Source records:
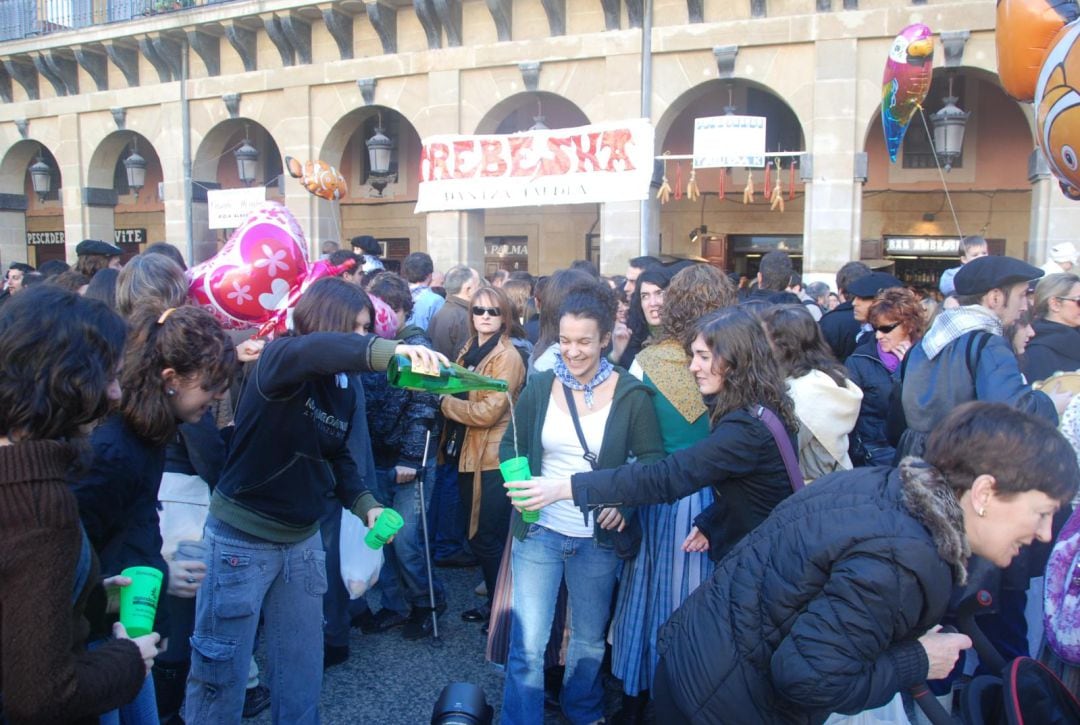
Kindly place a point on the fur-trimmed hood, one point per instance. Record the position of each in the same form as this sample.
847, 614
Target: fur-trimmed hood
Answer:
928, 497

* **Instructions to follow**: Reproduce every entry above word for word, including its answer, and leave the pictures out.

* **Solved exercise**:
Kindly place a point on the fur-trimmed hood, one point per instance. Record the position of each in the same form as this sample.
847, 614
Target: fur-trimmed hood
Answer:
928, 497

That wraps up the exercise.